**Passage to read**
- - - - - - -

Differences between revisions 10 and 20 (spanning 10 versions)

Action decide Data Model with respect to Fedora 3

Assigned: KFC + ABR + EK

Prev assigned

Tasks adressed: TaskA.2.2,TaskA.2.1

Time estimated: 8md

Time used: 6md

Priority: 6

Status: In progress

Iteration: 11,12

Notes

The Fedora 3 Data Model seems to indicate a different datamodel to what we expected, and this has impact on how we should define the final DOMS data model. This needs to be decided, and soon, so Mjølner knows how our final datamodel looks.

The issues we have identified so far:

Inheritance is not implemented, but two equally useful ways present themselves. Choosing the one that Fedora will use will help our system gain acceptance.
Arbitrary xml in DS-COMPOSITION, instead of SCHEMABINDINGS
rdf:type and a OWL Full to describe the relationsship model
Policy Relationships
The schemas for the Base objects datastreams must be decided and formalised.

The purpose of this action is to establish how key concepts, mainly inheritance, should be implemented, and formalise the DOMS base collection. We should start manipulating the Fedora developers into accepting our wishes, mainly by emails to their mailinglists.

- - - - - - -

**Source material**
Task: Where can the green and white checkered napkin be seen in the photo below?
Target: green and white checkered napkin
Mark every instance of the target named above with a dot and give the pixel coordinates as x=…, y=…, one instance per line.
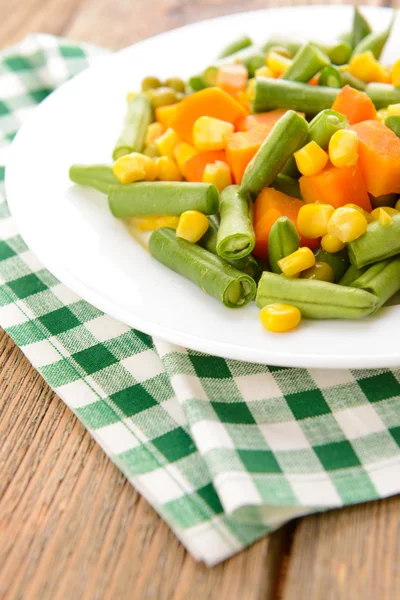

- - - - - - -

**What to do**
Extract, word for word, the portion of the Fedora 3 data model page from "Status: In progress" up to and including "final datamodel looks.".

**Correct answer**
Status: In progress

Iteration: 11,12

Notes

The Fedora 3 Data Model seems to indicate a different datamodel to what we expected, and this has impact on how we should define the final DOMS data model. This needs to be decided, and soon, so Mjølner knows how our final datamodel looks.